>> begin RECORD EXTRACTS

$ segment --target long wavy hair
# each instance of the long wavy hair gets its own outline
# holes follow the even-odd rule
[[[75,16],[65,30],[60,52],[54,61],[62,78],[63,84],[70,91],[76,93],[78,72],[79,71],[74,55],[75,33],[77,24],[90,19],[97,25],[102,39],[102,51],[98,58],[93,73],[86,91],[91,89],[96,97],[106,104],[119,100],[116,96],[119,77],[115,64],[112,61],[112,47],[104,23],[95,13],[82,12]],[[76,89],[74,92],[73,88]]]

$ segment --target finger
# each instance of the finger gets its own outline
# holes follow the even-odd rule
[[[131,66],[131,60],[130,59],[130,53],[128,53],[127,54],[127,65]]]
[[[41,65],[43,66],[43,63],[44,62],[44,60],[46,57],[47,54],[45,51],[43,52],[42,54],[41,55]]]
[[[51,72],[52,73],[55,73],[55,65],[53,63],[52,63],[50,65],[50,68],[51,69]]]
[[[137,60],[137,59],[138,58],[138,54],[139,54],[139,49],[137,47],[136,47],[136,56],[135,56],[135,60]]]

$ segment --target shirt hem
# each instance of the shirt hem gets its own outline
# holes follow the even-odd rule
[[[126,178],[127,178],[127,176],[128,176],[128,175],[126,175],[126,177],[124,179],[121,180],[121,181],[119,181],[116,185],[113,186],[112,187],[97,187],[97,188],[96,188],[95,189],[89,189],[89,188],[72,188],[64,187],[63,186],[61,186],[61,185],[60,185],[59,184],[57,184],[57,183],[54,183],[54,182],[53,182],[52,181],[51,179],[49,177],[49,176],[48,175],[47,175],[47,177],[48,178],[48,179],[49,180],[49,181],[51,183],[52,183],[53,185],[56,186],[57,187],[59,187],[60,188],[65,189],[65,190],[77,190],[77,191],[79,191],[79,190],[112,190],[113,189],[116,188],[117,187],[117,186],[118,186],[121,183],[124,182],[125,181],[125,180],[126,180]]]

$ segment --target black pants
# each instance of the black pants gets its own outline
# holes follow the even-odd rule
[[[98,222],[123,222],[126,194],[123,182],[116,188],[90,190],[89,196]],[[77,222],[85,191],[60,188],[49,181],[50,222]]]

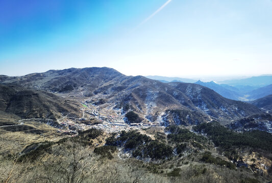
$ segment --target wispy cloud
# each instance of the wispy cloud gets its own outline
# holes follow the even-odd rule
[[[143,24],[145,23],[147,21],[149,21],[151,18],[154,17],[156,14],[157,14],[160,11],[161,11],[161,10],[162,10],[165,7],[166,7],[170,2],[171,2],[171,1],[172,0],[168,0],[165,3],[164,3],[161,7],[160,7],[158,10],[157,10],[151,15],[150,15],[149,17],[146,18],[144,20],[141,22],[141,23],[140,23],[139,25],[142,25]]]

>> end RECORD EXTRACTS
>> begin RECORD EXTRACTS

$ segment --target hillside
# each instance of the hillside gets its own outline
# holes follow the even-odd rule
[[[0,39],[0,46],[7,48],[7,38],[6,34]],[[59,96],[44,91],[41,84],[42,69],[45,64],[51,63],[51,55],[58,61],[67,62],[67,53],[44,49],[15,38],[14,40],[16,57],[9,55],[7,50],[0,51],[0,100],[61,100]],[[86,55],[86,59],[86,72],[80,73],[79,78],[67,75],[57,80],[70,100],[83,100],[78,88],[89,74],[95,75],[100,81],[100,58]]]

>> end RECORD EXTRACTS

## EXERCISE
How many lines in the material above contain the string "black"? Reply with the number alone.

## OUTPUT FOR THIS TASK
2